* _Requisitos do problema_
Extraia do texto sobre o cansaço pós-covid, sem qualquer alteração, o trecho que vai de "Logo no início" até "respostas nesse problema.".

++++ Trecho fornecido ++++

Logo no início da pandemia, acreditava-se que os sintomas pulmonares causados pela covid-19 eram a maior preocupação sobre a doença. Contudo, após 2 anos desde a chegada do novo coronavírus ao Brasil, a situação já é outra. Afinal, a ciência já determinou que os danos vão além disso. Nesse sentido, o Sars-CoV-2, por exemplo, é uma doença sistêmica que pode afetar várias partes do corpo ao mesmo tempo. O cansaço pós-covid inexplicável de muitos pacientes pode ter respostas nesse problema.
De acordo com Evaldo Stanislau, infectologista do Hospital das Clínicas, alguns sintomas permanecem por muito tempo. “Passada a fase inicial do ciclo do vírus, alguns sintomas permanecem para determinados pacientes, sobretudo os neuropsiquiátricos”. Entre eles, está a fadiga crônica. Ela ainda vem acompanhada de falha na memória, raciocínio lento e uma sensação de incapacidade de mover o corpo. Nesse sentido, esse tal cansaço extremo vem sendo um dos quadros que mais acompanha quem já teve a doença, principalmente a ômicron.
Seja como for, ainda não se sabe ao certo o motivo das pessoas sentirem cansaço pós-covid. A exata razão ainda é um mistério, mas algumas teorias indicam possibilidades. “Algumas linhas de pesquisas apontam que os sintomas neurológicos são causados por uma reação do próprio corpo em resposta à covid-19, criando um gatilho para desencadear processos inflamatórios reativos”, explica Evaldo.
Cansaço pós-covid: o que pode explicar o efeito colateral
Toda a reação exagerada do sistema imunológico é fruto de um mecanismo de defesa do próprio organismo. Nesse sentido, ele funciona de forma que o corpo crie uma defesa desproporcional para combater as várias células infectadas pelo SarS-CoV-2. Dessa forma, a inflamação causada no processo pode ser uma das possíveis razões para um tipo de sequela como a fadiga, a perda de memória, olfato e paladar. Outra hipótese é a inflamação vir de pequenas quantidades de restos de vírus no corpo.

++++ Listagem de dados ++++

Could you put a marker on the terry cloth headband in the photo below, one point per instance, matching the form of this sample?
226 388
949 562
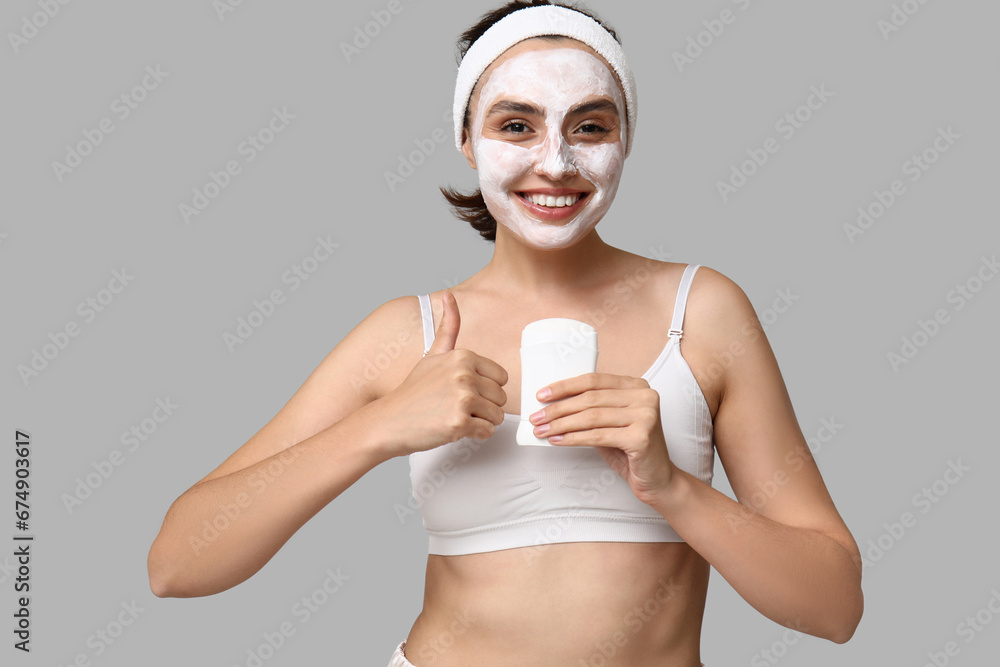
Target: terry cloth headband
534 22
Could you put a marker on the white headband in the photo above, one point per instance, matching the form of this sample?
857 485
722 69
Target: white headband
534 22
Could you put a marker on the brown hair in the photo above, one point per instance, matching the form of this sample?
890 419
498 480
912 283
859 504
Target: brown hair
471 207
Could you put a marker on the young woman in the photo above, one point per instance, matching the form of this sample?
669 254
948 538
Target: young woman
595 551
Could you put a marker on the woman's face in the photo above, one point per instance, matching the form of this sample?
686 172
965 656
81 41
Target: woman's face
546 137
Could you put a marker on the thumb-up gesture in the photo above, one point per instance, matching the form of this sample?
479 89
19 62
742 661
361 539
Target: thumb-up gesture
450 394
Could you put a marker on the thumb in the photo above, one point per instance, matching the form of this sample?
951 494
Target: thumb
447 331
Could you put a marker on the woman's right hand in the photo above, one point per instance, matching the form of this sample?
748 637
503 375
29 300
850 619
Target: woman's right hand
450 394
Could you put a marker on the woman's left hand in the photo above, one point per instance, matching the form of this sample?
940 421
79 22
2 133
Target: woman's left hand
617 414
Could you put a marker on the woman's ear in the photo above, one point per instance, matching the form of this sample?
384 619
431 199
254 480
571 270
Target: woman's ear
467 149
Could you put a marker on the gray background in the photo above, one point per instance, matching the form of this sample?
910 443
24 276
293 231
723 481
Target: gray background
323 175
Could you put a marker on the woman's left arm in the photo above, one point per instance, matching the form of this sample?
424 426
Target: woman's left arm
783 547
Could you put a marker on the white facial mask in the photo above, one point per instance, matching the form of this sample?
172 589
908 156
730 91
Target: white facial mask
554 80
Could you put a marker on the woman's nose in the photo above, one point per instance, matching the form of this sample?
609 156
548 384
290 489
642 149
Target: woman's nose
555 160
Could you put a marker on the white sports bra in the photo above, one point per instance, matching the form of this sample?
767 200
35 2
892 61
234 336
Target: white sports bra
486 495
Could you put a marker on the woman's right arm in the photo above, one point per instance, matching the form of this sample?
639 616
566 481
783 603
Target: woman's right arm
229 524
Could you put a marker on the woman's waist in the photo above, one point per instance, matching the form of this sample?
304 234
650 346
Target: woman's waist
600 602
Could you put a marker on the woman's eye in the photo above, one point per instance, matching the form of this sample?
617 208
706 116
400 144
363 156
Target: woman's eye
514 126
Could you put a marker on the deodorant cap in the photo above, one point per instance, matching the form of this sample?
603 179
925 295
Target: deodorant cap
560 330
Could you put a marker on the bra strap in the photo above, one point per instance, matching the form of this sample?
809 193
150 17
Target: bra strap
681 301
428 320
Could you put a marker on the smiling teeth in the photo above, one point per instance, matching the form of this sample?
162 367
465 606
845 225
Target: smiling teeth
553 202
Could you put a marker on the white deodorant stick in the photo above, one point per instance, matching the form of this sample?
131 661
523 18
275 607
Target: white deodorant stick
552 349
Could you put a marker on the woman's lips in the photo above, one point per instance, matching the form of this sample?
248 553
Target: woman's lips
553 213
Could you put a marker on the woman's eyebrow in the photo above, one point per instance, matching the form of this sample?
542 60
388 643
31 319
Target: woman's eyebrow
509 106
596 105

++++
++++ Listagem de dados ++++

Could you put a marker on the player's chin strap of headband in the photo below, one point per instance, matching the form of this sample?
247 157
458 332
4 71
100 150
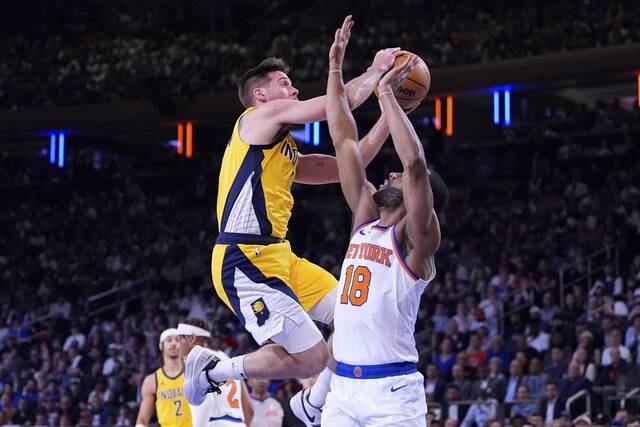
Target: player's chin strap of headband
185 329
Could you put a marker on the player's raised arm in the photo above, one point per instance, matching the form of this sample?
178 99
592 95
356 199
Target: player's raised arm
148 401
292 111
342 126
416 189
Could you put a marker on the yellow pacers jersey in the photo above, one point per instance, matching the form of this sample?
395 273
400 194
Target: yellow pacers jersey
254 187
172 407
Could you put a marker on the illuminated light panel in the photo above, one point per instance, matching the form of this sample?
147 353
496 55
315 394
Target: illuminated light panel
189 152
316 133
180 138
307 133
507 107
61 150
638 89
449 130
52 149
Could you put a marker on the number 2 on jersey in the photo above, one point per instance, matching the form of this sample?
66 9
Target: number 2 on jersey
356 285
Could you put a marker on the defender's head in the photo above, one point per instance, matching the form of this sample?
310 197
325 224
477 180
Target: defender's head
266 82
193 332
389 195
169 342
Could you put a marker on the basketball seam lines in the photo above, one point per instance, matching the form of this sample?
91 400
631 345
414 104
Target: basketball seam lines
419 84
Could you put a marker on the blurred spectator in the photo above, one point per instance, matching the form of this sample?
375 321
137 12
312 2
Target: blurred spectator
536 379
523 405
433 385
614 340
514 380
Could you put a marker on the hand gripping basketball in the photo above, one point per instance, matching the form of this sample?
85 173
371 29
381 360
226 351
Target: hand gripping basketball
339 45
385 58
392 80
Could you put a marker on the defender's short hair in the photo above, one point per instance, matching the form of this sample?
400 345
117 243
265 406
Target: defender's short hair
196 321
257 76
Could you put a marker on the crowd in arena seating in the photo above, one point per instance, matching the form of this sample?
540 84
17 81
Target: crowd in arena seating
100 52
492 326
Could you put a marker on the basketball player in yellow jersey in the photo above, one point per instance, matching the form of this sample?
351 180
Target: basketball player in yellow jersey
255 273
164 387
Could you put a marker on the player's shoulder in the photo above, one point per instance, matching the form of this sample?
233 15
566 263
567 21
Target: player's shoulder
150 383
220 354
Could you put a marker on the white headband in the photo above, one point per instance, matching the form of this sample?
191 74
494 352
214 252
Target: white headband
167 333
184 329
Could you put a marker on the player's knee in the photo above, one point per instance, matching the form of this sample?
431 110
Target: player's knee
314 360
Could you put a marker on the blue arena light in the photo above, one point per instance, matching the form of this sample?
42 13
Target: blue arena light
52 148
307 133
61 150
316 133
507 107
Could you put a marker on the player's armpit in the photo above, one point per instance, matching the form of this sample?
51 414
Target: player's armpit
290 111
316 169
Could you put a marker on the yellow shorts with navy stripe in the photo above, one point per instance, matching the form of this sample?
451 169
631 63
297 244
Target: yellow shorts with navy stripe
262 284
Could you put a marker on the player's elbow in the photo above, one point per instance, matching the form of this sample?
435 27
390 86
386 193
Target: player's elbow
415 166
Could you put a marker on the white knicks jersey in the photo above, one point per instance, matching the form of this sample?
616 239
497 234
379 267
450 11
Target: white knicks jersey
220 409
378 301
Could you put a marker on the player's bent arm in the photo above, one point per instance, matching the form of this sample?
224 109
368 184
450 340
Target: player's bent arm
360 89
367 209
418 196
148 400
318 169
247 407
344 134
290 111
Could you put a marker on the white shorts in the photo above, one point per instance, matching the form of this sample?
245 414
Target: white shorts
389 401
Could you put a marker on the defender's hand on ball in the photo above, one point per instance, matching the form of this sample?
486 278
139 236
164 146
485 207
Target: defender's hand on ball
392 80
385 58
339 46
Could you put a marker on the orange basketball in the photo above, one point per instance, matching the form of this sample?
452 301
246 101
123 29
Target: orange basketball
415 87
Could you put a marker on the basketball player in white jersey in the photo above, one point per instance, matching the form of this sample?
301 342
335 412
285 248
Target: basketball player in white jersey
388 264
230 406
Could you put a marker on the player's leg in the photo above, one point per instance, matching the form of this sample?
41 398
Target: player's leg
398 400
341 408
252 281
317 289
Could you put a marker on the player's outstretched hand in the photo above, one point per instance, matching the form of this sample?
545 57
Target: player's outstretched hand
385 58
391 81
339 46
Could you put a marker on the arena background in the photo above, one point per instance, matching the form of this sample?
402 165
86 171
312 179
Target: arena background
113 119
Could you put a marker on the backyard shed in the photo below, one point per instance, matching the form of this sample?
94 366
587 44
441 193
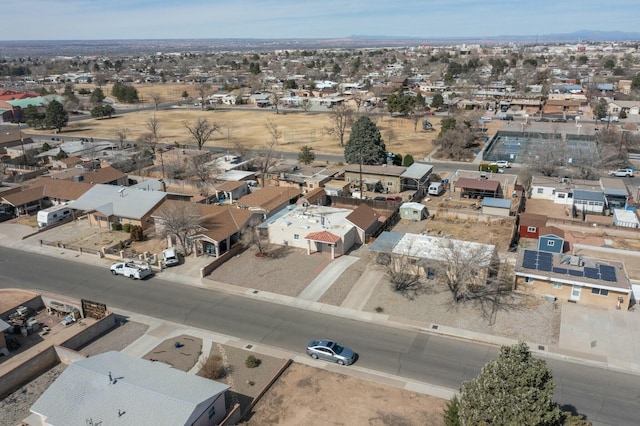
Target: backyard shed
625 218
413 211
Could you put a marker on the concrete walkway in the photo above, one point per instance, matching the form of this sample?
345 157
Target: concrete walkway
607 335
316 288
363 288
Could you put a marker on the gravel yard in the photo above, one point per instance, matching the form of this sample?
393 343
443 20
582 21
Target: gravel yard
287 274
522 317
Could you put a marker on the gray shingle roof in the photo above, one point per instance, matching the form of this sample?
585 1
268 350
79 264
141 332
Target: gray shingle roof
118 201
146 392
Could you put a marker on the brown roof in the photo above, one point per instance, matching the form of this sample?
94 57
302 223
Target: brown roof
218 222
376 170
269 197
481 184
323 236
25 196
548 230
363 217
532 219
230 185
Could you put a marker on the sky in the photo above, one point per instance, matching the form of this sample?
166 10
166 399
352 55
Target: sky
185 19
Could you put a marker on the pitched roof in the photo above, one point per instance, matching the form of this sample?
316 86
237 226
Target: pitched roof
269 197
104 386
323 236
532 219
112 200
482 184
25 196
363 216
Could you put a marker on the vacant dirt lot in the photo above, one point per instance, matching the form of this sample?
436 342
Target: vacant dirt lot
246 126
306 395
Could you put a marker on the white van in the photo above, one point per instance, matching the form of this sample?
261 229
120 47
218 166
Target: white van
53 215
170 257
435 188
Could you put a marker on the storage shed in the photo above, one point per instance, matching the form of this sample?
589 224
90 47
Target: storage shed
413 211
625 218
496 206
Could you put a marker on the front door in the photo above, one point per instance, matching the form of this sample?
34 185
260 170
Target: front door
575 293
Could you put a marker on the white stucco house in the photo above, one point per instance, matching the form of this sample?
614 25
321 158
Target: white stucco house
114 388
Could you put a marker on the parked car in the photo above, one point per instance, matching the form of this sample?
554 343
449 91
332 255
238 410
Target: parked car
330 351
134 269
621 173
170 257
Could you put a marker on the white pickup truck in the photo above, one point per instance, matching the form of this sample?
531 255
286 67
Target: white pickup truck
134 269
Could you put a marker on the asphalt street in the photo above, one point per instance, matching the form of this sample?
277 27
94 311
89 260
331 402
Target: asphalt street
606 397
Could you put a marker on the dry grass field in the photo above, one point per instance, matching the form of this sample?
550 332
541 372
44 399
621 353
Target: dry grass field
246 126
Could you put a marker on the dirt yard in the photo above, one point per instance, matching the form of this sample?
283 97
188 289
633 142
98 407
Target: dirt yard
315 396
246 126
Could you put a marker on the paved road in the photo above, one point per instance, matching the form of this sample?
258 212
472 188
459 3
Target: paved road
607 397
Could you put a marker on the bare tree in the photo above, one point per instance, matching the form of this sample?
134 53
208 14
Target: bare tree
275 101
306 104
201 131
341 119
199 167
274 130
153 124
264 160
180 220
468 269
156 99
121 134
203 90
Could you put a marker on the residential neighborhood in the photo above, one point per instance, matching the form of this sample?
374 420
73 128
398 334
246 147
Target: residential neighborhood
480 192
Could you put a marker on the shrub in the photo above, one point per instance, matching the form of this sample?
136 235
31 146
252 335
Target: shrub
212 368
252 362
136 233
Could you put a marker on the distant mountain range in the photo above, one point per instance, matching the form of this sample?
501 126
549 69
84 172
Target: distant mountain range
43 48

++++

* _Resposta do exercício_
Logo no início da pandemia, acreditava-se que os sintomas pulmonares causados pela covid-19 eram a maior preocupação sobre a doença. Contudo, após 2 anos desde a chegada do novo coronavírus ao Brasil, a situação já é outra. Afinal, a ciência já determinou que os danos vão além disso. Nesse sentido, o Sars-CoV-2, por exemplo, é uma doença sistêmica que pode afetar várias partes do corpo ao mesmo tempo. O cansaço pós-covid inexplicável de muitos pacientes pode ter respostas nesse problema.